■ Selection:
⁂

A Debt Relief Order (DRO) is a legally binding debt solution that gives you temporary relief from the people you owe (your creditors) before wiping your debts clean. It’s often considered a cheaper version of bankruptcy or a ‘mini bankruptcy’.
However, like most debt solutions, a DRO is only available if you meet certain qualifying criteria and live in England, Wales, or Northern Ireland. If you’re considering a DRO to help you deal with your unaffordable debt, it’s important to do your research to know whether it’s an option in the first place.
In Scotland, the Minimal Asset Process (MAP) is perhaps the closest alternative that you’ll qualify for if you’re eligible for a DRO
What is a Debt Relief Order (Scotland)?
A Debt Relief Order (DRO) is a formal debt solution that gives you a break from your unsecured debts and the people you owe for a fixed period (12 months). If your financial situation doesn’t improve within this time, your debts will be written off and you’ll be free to start rebuilding your credit.
It can be used to deal with a variety of ‘qualifying’ debts, including credit cards, overdrafts, income tax, benefit overpayments, council tax, and sometimes rent arrears. It can’t be used for criminal fines, social fund loans, compensation for death and injury, and student loans.
During a DRO, your creditors won’t be able to contact you, ask for payment, take legal action against you, or add interest and charges to the debt. The person or organisation handling your DRO (usually called your trustee or approved intermediary) will communicate with your creditors on your behalf.
Generally, a DRO will be suitable for you if you’re unable to pay your debts as they’re due, you owe less than £50,000, you have less than £75 in disposable income after your essential costs have been met, and you have less than £2,000 worth of assets.
How much debt do you have?
How does a Debt Relief Order work?
The process of getting a DRO is fairly straightforward. We’ve outlined the steps you’ll typically follow below:
Contact a money advisor
The first step in the DRO process is reaching out to an approved money advisor. This can be an individual or a company, but is usually a debt adviser who is authorised to initiate and manage the DRO process.

⁂

■ Items:
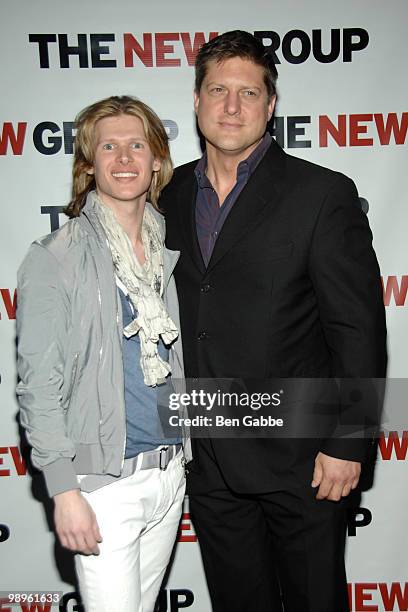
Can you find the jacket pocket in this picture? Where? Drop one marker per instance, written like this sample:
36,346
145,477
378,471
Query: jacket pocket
263,253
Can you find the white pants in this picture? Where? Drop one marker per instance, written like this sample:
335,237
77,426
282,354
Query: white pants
138,519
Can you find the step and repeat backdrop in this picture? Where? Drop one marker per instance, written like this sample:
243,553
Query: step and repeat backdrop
343,103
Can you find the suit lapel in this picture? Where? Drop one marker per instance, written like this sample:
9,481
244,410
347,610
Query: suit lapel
186,208
254,204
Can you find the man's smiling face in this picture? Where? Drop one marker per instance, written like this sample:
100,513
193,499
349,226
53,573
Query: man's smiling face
123,161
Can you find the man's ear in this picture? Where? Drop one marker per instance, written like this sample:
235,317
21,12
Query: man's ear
196,101
271,106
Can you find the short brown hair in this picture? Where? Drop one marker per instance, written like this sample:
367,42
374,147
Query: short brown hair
86,120
236,43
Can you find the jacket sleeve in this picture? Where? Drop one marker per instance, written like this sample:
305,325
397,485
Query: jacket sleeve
42,333
346,277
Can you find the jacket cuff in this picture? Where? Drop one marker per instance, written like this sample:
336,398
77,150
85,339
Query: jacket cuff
60,476
350,449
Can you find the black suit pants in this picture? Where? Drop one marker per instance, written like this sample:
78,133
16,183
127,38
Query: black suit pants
282,550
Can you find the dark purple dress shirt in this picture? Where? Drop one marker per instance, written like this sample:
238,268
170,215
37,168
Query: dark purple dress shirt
210,216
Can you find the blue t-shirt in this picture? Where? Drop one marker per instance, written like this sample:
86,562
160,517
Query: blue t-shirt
144,430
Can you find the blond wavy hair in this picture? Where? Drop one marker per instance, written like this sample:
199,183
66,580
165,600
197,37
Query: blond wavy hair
85,122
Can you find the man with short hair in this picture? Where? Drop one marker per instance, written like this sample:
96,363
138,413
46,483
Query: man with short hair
277,279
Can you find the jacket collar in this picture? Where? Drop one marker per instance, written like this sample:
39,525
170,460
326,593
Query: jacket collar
255,203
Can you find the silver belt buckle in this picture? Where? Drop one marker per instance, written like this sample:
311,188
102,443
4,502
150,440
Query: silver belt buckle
163,458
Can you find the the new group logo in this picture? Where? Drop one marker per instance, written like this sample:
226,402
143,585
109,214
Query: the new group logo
173,49
291,132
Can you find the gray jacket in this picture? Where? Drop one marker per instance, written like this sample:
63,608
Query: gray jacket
69,330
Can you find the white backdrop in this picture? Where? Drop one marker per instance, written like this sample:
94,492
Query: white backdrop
348,112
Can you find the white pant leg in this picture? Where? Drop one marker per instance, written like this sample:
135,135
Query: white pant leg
154,559
124,511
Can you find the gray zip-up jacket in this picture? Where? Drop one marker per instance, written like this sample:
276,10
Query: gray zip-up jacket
69,331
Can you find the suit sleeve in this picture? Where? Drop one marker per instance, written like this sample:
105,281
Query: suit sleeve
42,308
346,277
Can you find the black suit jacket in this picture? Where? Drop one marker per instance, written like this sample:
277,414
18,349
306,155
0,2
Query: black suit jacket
292,290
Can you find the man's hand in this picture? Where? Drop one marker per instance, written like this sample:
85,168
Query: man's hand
75,523
334,477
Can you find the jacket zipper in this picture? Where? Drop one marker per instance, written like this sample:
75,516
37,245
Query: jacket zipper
72,381
120,342
100,348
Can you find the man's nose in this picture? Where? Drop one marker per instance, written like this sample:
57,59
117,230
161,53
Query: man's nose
124,155
232,103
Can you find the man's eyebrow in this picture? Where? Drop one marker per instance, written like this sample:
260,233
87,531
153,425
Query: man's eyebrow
220,84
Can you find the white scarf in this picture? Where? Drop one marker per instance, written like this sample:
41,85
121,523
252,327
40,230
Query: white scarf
145,286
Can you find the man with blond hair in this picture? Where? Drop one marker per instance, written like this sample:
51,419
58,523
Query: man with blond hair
98,340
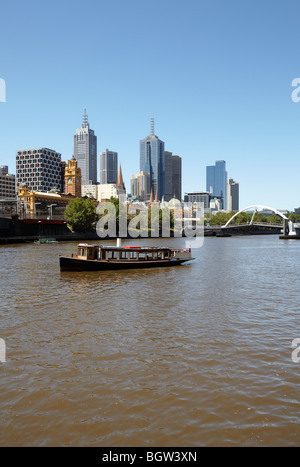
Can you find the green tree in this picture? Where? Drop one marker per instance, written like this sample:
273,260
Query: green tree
81,215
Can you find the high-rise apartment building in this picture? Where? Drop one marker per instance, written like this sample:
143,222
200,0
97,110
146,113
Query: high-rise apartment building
216,181
85,151
232,195
173,180
108,167
39,169
7,183
140,186
73,178
152,160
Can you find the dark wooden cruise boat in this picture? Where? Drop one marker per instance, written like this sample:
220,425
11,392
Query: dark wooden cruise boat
102,258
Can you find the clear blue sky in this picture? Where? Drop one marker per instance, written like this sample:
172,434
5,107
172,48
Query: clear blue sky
215,74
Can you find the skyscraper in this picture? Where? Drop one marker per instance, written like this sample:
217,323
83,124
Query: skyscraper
152,160
172,177
108,167
85,151
39,169
216,181
232,195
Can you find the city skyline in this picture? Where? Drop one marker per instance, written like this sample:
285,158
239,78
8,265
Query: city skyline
221,92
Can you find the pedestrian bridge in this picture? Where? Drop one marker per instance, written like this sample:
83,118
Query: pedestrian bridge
256,208
260,226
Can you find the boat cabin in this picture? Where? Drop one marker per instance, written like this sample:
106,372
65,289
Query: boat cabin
126,253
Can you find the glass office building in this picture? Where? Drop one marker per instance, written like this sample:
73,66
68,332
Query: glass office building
108,167
85,152
216,181
152,160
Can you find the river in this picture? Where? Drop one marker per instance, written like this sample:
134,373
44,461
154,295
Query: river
197,355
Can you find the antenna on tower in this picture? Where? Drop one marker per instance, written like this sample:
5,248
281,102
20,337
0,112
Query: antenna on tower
152,126
85,119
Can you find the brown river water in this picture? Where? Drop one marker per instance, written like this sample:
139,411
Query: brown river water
197,355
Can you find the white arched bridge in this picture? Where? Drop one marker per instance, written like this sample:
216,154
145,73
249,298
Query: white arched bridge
287,227
256,208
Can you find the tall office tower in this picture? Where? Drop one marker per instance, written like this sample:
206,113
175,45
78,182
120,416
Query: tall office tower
216,181
39,169
85,152
140,186
73,178
232,195
108,167
152,160
7,183
172,177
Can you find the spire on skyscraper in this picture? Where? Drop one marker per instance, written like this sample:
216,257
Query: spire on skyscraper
85,122
152,126
120,178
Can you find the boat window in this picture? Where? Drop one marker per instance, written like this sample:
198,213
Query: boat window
112,255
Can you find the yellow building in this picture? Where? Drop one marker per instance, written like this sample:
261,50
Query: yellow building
33,203
73,178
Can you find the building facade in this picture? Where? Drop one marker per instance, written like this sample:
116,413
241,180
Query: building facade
85,151
35,204
108,167
7,184
140,186
216,181
232,195
198,197
173,179
152,160
73,178
39,169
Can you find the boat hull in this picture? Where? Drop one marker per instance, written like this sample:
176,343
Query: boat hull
75,264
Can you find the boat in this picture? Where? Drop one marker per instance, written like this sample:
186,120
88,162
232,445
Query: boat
103,258
46,240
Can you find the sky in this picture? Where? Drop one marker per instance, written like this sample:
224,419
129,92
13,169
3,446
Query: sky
215,74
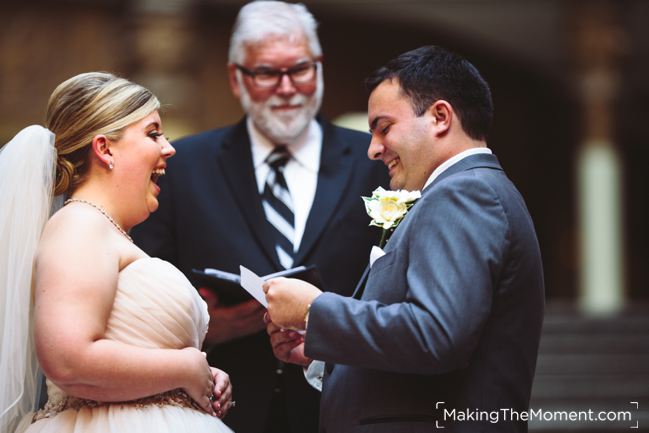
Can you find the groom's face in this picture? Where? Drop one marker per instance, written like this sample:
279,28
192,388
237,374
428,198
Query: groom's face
402,140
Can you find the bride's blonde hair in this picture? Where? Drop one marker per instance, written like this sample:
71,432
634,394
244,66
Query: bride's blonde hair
87,105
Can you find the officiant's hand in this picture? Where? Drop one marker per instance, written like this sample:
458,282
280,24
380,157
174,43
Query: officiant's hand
288,346
231,322
289,300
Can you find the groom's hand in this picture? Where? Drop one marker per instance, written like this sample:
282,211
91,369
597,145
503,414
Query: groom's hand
289,300
228,323
288,346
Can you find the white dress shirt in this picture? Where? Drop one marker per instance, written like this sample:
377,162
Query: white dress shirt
454,160
301,171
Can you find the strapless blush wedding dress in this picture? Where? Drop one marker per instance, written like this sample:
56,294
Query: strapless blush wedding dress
157,307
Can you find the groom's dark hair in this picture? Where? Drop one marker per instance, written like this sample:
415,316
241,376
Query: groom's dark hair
431,73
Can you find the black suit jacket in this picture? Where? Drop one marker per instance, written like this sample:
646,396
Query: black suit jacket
210,215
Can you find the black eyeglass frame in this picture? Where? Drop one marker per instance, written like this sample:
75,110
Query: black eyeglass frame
279,73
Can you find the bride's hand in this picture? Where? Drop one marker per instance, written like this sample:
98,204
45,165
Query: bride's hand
222,391
200,380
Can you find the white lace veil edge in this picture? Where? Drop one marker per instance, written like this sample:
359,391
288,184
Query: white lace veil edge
27,172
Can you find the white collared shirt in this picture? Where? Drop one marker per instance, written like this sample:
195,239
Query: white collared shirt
301,171
454,160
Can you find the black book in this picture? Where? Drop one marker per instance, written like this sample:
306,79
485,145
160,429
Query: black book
228,285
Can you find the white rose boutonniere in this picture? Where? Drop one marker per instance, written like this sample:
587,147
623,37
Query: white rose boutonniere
387,209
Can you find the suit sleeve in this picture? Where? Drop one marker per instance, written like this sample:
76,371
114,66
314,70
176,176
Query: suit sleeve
450,256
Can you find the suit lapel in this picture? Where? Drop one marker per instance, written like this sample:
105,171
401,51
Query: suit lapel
235,159
335,169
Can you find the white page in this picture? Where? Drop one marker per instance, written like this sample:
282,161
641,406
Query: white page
253,285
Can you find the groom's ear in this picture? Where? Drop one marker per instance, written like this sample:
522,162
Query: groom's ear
441,116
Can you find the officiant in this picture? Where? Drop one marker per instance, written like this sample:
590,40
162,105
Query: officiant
280,188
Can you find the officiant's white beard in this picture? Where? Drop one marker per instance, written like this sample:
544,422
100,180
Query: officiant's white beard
282,127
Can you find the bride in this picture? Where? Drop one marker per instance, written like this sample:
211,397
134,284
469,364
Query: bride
117,333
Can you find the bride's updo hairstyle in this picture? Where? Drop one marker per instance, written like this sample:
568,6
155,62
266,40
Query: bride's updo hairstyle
87,105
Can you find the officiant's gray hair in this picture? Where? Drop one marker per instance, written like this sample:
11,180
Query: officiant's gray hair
259,19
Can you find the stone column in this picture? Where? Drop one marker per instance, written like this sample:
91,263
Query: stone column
598,49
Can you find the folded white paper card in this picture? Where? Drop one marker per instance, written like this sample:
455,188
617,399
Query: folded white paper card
375,254
253,285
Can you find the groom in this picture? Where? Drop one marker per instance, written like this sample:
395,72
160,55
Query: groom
444,331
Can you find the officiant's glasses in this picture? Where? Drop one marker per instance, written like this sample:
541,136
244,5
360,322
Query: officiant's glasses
300,74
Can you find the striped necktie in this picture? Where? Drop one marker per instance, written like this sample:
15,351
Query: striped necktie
278,205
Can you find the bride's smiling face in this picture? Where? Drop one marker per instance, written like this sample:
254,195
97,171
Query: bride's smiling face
140,159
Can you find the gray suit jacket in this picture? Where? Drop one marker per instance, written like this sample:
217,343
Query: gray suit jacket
450,317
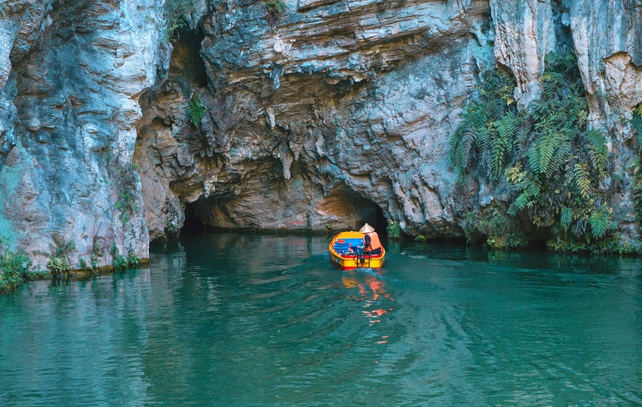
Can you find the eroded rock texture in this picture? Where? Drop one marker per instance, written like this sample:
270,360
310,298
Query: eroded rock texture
77,71
314,123
324,116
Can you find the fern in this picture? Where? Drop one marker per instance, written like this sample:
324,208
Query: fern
196,110
597,149
600,223
582,180
550,159
566,217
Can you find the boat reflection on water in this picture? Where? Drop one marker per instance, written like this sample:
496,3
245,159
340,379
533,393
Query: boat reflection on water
372,290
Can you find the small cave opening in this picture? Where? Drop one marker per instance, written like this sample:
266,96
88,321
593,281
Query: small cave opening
186,61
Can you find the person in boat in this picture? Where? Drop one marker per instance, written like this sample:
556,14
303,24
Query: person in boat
371,242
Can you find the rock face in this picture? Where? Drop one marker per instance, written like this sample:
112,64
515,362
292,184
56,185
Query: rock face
326,115
77,71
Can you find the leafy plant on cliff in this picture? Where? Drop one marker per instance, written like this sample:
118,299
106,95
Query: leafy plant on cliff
547,154
176,14
274,9
123,263
636,124
15,268
196,110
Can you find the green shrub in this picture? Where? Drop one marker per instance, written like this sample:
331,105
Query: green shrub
547,154
176,14
196,110
58,266
59,258
15,268
122,263
636,124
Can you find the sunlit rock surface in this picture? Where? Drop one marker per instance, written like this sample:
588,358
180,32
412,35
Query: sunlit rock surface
77,69
327,115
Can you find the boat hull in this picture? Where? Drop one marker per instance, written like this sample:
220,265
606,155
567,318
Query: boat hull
349,261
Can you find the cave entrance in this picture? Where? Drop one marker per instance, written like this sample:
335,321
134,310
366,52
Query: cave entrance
341,210
192,223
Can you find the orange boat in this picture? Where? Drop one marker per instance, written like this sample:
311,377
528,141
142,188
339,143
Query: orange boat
346,252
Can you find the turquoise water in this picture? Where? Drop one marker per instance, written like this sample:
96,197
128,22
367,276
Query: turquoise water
246,320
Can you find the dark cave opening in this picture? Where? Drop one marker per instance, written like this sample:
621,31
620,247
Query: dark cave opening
192,224
186,61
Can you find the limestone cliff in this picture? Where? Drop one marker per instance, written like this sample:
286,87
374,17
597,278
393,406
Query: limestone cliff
320,116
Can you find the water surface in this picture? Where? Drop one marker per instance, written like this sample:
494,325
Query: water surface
247,320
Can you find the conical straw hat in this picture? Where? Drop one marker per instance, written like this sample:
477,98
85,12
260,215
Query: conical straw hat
366,229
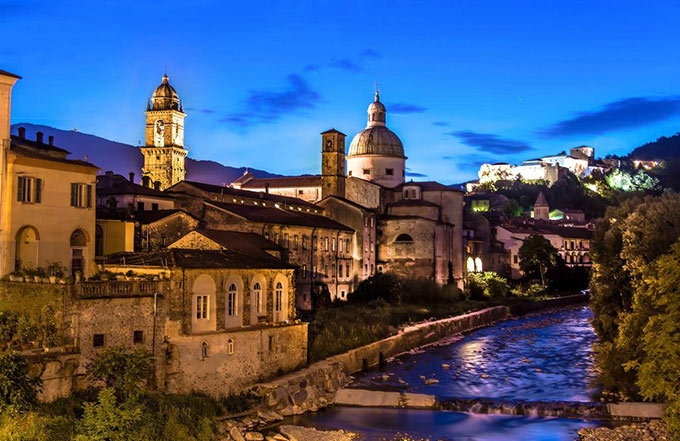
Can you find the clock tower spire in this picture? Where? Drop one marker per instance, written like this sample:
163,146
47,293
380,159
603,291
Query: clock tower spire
164,152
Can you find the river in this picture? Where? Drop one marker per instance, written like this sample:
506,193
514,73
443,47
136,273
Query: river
547,356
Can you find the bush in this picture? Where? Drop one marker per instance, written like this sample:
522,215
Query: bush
18,392
486,285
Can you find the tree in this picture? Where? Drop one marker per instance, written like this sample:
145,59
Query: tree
18,391
537,256
122,370
651,332
109,420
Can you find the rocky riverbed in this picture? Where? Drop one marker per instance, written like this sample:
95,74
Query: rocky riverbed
652,431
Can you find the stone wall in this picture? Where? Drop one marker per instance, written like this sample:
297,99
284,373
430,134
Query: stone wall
258,354
418,335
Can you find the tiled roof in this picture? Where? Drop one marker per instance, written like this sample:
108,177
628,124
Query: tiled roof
249,243
30,153
9,74
141,216
229,191
282,216
285,182
198,259
429,186
124,186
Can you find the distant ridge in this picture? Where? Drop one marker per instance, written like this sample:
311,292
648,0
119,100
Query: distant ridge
124,158
664,148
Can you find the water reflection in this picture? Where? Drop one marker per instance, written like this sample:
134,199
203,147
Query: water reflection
380,424
543,357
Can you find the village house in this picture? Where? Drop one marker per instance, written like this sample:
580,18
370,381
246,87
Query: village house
47,213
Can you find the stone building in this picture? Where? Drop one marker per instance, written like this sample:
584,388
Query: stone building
218,320
47,213
164,152
413,228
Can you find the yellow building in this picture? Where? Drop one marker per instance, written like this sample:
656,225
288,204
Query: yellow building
47,215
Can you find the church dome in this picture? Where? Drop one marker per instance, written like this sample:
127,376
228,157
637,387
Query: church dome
376,138
165,97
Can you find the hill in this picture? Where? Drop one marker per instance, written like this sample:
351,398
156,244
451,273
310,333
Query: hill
124,158
664,148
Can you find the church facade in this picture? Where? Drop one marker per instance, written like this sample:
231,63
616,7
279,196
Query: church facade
413,229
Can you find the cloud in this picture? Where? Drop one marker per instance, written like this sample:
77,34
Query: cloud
370,53
194,109
346,64
626,113
267,106
490,143
403,108
415,175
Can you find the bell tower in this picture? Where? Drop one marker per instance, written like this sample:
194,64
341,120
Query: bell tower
333,163
164,152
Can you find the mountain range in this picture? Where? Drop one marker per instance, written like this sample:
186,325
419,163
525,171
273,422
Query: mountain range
125,158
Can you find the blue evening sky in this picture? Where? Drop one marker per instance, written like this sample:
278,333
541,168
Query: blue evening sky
464,82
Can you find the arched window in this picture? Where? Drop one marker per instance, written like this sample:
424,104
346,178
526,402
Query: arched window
471,265
278,304
99,241
478,264
232,300
257,292
404,238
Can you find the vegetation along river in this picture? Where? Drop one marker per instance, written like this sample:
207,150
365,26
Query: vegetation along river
541,357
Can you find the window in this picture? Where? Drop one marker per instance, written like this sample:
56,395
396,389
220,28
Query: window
81,196
278,305
202,307
138,337
257,290
98,340
29,190
404,238
232,298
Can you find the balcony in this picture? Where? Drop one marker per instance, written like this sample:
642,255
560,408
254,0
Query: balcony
113,289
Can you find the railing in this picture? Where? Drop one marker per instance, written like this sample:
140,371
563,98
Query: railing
119,288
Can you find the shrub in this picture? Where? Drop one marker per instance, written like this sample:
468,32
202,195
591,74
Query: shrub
18,391
486,285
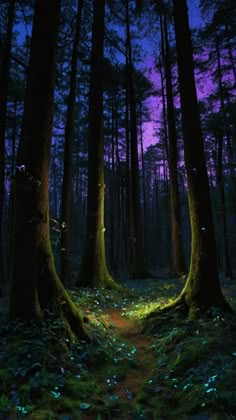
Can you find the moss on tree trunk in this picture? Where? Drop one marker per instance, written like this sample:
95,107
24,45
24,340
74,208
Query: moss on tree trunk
93,270
202,289
35,284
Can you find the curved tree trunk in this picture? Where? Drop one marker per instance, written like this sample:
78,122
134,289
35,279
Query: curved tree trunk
93,270
202,288
35,284
67,176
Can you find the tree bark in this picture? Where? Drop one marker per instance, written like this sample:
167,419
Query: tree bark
69,134
93,270
202,289
139,265
4,79
35,284
178,262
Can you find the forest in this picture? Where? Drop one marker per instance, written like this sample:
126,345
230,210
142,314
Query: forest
117,209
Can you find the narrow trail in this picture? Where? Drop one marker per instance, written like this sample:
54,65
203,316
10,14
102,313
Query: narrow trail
130,332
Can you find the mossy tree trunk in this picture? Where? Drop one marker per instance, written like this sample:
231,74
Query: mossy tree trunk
35,284
4,78
69,133
223,210
178,261
202,288
93,270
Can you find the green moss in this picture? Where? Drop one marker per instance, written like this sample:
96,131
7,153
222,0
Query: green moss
81,388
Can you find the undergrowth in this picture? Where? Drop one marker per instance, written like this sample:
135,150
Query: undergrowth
47,375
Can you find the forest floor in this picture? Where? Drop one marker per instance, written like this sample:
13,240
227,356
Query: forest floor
170,368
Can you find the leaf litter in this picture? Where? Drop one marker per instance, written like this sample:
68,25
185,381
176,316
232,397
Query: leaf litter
187,361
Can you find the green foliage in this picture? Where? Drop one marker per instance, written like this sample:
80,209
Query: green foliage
45,374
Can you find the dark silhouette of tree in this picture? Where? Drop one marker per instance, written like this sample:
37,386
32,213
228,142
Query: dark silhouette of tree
69,133
178,263
35,284
202,289
93,270
138,269
5,50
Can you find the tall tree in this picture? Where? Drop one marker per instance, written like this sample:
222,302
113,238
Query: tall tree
4,79
35,284
202,289
69,132
138,265
93,270
178,262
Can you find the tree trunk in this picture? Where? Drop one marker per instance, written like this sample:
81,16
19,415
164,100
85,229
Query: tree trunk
139,265
178,262
202,289
93,270
35,284
69,133
220,182
4,79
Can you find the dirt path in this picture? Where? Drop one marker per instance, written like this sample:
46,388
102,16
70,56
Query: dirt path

⁂

■ What to do:
a - Answer these questions from the Debt Relief Order text above, one answer per line, marked (i), (ii), (iii):
(i) For how long does a DRO give a break from unsecured debts?
(ii) In Scotland, what is named as perhaps the closest alternative to a DRO?
(iii) Who is usually the approved money advisor contacted in the first step of the DRO process?
b - Turn the paragraph of the Debt Relief Order text that begins "Generally, a DRO will be suitable" into a short bulleted list of the conditions it gives.
c - Reproduce the part of the Debt Relief Order text that opens with the words containing "During a DRO, your" and closes with "worth of assets.".

■ Task answers:
a -
(i) 12 months.
(ii) The Minimal Asset Process (MAP).
(iii) A debt adviser who is authorized to initiate and manage the DRO process.

b -
A DRO is generally suitable if you:
- are unable to pay your debts as they're due
- owe less than £50,000
- have less than £75 in disposable income after essential costs
- have less than £2,000 worth of assets

c -
During a DRO, your creditors won’t be able to contact you, ask for payment, take legal action against you, or add interest and charges to the debt. The person or organisation handling your DRO (usually called your trustee or approved intermediary) will communicate with your creditors on your behalf.
Generally, a DRO will be suitable for you if you’re unable to pay your debts as they’re due, you owe less than £50,000, you have less than £75 in disposable income after your essential costs have been met, and you have less than £2,000 worth of assets.